## Exercise directions
For every line in the records below that holds "backpack", make a copy.
★ ★ ★ ★ ★
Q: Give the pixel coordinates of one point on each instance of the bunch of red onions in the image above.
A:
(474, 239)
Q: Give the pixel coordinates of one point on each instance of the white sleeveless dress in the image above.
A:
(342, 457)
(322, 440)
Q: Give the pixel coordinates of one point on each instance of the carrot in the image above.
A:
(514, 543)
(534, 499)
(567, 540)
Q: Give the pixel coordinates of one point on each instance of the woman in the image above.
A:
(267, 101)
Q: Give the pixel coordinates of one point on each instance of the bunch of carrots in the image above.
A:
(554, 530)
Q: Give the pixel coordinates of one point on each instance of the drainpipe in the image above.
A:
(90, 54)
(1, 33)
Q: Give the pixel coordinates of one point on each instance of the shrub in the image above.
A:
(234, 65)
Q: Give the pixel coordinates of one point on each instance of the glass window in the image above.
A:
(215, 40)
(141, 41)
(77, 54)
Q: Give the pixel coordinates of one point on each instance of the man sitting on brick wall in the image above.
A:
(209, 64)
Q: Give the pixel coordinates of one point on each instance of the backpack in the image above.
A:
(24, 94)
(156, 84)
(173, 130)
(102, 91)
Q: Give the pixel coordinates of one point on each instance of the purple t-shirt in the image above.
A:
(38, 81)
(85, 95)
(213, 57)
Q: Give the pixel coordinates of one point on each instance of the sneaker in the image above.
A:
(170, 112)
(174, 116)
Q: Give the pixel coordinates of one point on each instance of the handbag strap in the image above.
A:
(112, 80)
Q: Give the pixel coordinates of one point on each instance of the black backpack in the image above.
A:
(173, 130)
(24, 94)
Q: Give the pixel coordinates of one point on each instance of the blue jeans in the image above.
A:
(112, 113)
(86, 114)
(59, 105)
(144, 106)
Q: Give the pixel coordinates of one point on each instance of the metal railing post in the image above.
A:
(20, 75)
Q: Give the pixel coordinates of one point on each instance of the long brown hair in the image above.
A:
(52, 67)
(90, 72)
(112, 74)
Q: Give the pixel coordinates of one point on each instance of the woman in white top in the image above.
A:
★ ★ ★ ★ ★
## Answer below
Q: Give the pixel coordinates of one point on each instance of the backpack in the image above.
Q: Give the pixel coordinates of one point on each instance of the black backpack in the image above.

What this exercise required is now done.